:: What you should do ::
Print the material below line for line, without changing anything.

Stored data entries

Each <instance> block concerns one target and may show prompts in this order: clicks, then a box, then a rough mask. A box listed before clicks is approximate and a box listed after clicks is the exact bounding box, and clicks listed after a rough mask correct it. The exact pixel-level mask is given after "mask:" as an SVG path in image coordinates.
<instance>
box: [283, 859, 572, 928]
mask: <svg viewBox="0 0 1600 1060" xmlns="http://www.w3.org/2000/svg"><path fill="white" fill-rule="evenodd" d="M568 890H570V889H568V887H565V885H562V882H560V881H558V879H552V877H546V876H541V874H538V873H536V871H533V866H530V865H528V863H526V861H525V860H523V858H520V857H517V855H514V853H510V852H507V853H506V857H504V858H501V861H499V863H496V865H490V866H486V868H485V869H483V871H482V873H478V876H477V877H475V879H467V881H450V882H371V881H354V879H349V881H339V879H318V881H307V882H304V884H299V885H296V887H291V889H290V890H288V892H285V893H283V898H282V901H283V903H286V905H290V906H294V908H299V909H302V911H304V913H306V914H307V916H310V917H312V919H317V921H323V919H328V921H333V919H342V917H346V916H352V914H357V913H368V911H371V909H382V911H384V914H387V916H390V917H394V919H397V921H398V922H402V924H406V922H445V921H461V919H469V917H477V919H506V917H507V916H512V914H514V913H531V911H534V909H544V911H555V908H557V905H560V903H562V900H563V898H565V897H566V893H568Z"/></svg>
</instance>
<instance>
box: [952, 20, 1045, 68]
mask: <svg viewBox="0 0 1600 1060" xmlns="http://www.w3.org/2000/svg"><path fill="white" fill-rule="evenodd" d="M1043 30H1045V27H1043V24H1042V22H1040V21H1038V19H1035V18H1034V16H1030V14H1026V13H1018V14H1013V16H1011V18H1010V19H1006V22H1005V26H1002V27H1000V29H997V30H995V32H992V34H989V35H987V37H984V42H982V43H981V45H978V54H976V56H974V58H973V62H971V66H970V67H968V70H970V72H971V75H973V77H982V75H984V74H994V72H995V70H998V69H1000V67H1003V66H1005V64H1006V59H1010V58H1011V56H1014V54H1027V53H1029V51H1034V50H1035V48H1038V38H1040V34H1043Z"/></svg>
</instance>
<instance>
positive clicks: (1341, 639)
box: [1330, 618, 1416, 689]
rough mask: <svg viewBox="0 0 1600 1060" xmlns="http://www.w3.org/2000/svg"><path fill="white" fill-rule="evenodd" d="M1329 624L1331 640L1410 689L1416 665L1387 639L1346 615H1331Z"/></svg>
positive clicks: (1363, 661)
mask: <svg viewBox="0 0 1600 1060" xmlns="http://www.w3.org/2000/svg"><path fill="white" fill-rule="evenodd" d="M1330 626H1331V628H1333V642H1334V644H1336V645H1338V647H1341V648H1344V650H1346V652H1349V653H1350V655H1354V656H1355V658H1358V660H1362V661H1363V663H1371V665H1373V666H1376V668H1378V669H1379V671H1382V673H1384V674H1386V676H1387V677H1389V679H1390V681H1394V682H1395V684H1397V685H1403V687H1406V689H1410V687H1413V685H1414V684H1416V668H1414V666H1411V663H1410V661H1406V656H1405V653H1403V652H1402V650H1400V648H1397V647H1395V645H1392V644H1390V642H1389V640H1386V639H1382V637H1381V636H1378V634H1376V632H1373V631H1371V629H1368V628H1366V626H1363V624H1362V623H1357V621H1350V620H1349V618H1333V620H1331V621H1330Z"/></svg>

:: Exercise response ::
Each <instance> block concerns one target and may show prompts in this order: clicks, then a box, then a rough mask. A box listed before clicks is approximate and a box listed after clicks is the exact bounding box, and clicks listed after a rough mask correct it. The exact pixel-level mask is given after "mask:" as an SVG path in image coordinates.
<instance>
box: [283, 859, 572, 928]
mask: <svg viewBox="0 0 1600 1060" xmlns="http://www.w3.org/2000/svg"><path fill="white" fill-rule="evenodd" d="M568 890H570V889H568V887H565V885H562V882H560V881H558V879H552V877H546V876H541V874H538V873H536V871H533V866H530V865H528V863H526V861H525V860H523V858H520V857H517V855H514V853H510V852H507V853H506V857H504V858H501V861H499V863H496V865H490V866H486V868H485V869H483V871H482V873H478V876H477V877H475V879H467V881H450V882H371V881H354V879H349V881H339V879H318V881H307V882H304V884H299V885H296V887H291V889H290V890H288V892H285V893H283V898H282V901H283V903H286V905H290V906H294V908H299V909H302V911H304V913H306V914H307V916H310V917H312V919H317V921H323V919H328V921H333V919H342V917H346V916H352V914H357V913H368V911H371V909H382V911H384V914H387V916H390V917H394V919H397V921H398V922H402V924H406V922H445V921H461V919H469V917H477V919H506V917H507V916H512V914H514V913H531V911H534V909H544V911H555V908H557V905H560V903H562V900H563V898H565V897H566V893H568Z"/></svg>
</instance>
<instance>
box: [952, 20, 1045, 68]
mask: <svg viewBox="0 0 1600 1060" xmlns="http://www.w3.org/2000/svg"><path fill="white" fill-rule="evenodd" d="M1043 30H1045V27H1043V24H1042V22H1040V21H1038V19H1035V18H1034V16H1030V14H1026V13H1018V14H1013V16H1011V18H1010V19H1006V22H1005V26H1002V27H1000V29H997V30H995V32H992V34H989V35H987V37H984V42H982V43H981V45H978V54H976V56H974V58H973V62H971V66H970V67H968V70H970V72H971V75H973V77H982V75H984V74H994V72H995V70H998V69H1000V67H1003V66H1005V64H1006V59H1010V58H1011V56H1014V54H1027V53H1029V51H1034V50H1035V48H1038V38H1040V34H1043Z"/></svg>
</instance>
<instance>
positive clicks: (1341, 639)
box: [1330, 618, 1416, 689]
rough mask: <svg viewBox="0 0 1600 1060" xmlns="http://www.w3.org/2000/svg"><path fill="white" fill-rule="evenodd" d="M1329 624L1331 640L1410 689L1416 665L1387 639L1346 615H1331Z"/></svg>
positive clicks: (1363, 661)
mask: <svg viewBox="0 0 1600 1060" xmlns="http://www.w3.org/2000/svg"><path fill="white" fill-rule="evenodd" d="M1330 626H1331V628H1333V642H1334V644H1336V645H1338V647H1341V648H1344V650H1346V652H1349V653H1350V655H1354V656H1355V658H1358V660H1362V661H1363V663H1371V665H1373V666H1376V668H1378V669H1379V671H1382V673H1384V674H1386V676H1387V677H1389V679H1390V681H1394V682H1395V684H1397V685H1403V687H1406V689H1410V687H1413V685H1414V684H1416V668H1414V666H1411V663H1410V661H1406V656H1405V653H1403V652H1402V650H1400V648H1397V647H1395V645H1392V644H1390V642H1389V640H1386V639H1382V637H1381V636H1378V634H1376V632H1373V631H1371V629H1368V628H1366V626H1363V624H1362V623H1357V621H1350V620H1349V618H1333V620H1331V621H1330Z"/></svg>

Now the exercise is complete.